• **Exercise input**:
________

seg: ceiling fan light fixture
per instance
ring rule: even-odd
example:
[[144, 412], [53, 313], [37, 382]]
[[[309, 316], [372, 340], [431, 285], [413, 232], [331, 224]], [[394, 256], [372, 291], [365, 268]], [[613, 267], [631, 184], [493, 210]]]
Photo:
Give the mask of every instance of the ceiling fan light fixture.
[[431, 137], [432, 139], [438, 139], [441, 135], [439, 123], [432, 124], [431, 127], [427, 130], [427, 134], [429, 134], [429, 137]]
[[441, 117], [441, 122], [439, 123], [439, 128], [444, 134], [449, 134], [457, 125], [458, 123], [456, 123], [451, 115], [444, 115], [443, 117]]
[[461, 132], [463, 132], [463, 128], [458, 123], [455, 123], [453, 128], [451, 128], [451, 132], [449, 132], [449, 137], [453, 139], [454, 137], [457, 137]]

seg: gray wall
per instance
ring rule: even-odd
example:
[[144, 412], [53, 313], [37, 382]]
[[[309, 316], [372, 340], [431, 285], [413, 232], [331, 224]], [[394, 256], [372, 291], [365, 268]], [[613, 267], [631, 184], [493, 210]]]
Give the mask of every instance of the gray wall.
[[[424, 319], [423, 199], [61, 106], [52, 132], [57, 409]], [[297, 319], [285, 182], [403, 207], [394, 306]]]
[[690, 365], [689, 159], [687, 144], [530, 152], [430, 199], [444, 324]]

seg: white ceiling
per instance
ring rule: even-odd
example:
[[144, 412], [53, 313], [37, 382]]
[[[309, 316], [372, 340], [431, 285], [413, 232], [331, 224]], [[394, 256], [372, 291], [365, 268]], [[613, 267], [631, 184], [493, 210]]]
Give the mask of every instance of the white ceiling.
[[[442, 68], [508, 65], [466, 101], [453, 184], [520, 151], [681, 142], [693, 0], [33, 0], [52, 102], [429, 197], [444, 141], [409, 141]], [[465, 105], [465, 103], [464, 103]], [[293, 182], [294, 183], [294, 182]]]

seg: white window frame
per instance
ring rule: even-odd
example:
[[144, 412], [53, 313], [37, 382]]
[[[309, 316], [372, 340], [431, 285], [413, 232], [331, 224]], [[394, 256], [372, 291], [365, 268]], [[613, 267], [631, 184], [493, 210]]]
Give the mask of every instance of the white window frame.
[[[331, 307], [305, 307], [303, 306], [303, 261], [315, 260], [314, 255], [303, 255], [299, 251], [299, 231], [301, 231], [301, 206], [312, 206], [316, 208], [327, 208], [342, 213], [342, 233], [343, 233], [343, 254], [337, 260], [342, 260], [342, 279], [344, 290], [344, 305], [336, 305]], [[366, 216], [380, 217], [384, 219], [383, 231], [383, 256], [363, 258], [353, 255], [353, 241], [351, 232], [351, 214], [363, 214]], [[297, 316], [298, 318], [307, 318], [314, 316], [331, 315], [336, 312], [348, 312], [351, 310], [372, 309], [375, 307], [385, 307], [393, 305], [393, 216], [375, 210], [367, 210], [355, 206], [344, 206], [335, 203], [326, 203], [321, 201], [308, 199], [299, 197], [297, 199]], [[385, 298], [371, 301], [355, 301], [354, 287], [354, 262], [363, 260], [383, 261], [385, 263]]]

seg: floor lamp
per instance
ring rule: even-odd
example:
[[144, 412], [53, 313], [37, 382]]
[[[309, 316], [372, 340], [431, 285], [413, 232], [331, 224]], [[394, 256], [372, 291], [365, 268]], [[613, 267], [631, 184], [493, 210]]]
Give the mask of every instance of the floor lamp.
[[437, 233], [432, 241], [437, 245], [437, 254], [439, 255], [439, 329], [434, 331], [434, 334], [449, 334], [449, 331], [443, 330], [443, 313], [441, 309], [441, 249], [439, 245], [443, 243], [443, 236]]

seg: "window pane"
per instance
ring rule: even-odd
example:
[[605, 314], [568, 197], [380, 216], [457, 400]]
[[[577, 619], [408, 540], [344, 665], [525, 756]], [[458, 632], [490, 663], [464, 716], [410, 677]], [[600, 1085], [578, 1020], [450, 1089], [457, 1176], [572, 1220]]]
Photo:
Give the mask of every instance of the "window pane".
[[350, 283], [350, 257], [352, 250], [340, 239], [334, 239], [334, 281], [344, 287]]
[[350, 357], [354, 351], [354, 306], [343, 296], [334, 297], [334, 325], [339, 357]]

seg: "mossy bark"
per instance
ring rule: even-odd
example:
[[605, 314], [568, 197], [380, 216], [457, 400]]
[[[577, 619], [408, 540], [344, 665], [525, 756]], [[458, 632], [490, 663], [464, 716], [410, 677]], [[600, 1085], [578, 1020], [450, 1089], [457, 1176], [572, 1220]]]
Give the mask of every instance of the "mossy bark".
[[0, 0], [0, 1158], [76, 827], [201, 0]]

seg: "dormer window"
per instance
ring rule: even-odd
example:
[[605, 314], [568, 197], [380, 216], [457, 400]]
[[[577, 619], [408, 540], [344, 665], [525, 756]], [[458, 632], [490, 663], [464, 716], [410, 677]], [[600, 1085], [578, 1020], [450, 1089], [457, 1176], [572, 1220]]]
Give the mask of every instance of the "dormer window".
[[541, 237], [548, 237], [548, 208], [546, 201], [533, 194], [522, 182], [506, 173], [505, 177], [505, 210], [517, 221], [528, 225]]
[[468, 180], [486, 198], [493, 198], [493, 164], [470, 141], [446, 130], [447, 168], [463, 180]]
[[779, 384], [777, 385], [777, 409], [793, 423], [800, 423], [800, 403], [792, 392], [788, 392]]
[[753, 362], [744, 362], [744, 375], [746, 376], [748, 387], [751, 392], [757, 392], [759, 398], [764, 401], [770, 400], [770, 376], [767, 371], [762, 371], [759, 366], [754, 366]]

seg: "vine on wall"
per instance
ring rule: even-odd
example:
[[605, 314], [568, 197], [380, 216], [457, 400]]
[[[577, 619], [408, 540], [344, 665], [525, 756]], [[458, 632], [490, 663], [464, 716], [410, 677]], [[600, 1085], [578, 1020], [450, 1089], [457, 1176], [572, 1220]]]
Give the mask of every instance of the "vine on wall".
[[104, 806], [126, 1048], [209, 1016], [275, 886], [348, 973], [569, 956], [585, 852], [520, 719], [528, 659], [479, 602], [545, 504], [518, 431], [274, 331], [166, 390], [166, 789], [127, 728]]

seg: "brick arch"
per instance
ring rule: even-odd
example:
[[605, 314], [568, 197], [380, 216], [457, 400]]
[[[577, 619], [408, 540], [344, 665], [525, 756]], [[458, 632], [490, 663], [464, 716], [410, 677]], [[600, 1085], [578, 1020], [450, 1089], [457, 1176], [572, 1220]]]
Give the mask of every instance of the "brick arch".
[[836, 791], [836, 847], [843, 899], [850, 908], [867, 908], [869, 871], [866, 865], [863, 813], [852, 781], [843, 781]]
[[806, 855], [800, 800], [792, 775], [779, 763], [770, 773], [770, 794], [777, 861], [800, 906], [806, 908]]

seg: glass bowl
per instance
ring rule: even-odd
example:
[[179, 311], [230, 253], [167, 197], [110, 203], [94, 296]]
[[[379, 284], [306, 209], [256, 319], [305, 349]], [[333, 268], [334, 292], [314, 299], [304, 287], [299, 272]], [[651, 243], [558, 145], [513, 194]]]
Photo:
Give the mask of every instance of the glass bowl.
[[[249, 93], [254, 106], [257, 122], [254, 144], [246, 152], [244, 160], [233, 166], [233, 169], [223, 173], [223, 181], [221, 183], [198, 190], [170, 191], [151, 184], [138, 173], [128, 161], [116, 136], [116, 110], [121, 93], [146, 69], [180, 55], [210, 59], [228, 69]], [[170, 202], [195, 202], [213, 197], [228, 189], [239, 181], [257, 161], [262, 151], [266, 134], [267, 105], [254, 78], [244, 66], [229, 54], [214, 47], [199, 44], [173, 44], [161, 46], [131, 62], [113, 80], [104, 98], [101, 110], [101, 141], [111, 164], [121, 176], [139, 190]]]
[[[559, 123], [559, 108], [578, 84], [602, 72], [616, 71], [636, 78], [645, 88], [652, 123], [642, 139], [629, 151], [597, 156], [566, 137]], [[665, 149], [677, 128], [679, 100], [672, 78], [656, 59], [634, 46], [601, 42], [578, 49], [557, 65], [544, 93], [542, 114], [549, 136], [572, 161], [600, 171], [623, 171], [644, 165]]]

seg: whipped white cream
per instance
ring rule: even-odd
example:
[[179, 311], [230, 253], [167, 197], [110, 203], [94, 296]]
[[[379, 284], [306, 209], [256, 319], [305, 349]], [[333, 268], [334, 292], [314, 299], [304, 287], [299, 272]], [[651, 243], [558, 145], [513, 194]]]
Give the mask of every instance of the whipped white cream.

________

• **What the exercise asks**:
Reproduce the listing lines starting with the line containing "seg: glass bowl" and going on through the line containing "171], [644, 165]]]", substituting "nonzero" for "even-odd" and keeping everything else identical. Output only those lines.

• **Solution for this problem**:
seg: glass bowl
per instance
ring rule: nonzero
example:
[[179, 311], [230, 253], [167, 197], [110, 203], [94, 296]]
[[[379, 284], [306, 209], [256, 319], [305, 349]], [[333, 268], [334, 292], [314, 299], [304, 287], [299, 272]], [[651, 243], [558, 145], [513, 194]]]
Photo:
Give the mask of every instance of the glass bowl.
[[[249, 93], [254, 106], [257, 122], [254, 144], [246, 152], [244, 160], [233, 166], [233, 169], [223, 173], [223, 181], [221, 183], [198, 190], [170, 191], [151, 184], [138, 173], [128, 161], [116, 136], [116, 110], [121, 93], [146, 69], [180, 55], [210, 59], [228, 69]], [[170, 202], [195, 202], [213, 197], [228, 189], [239, 181], [257, 161], [262, 151], [266, 134], [267, 105], [254, 78], [244, 66], [229, 54], [214, 47], [199, 44], [173, 44], [161, 46], [131, 62], [113, 80], [104, 98], [101, 110], [101, 141], [111, 164], [121, 176], [139, 190]]]
[[[559, 123], [559, 108], [578, 84], [602, 72], [616, 71], [636, 78], [645, 88], [652, 123], [642, 139], [629, 151], [597, 156], [566, 137]], [[665, 149], [677, 128], [679, 100], [672, 78], [656, 59], [634, 46], [601, 42], [578, 49], [557, 65], [544, 93], [542, 114], [549, 136], [572, 161], [600, 171], [623, 171], [644, 165]]]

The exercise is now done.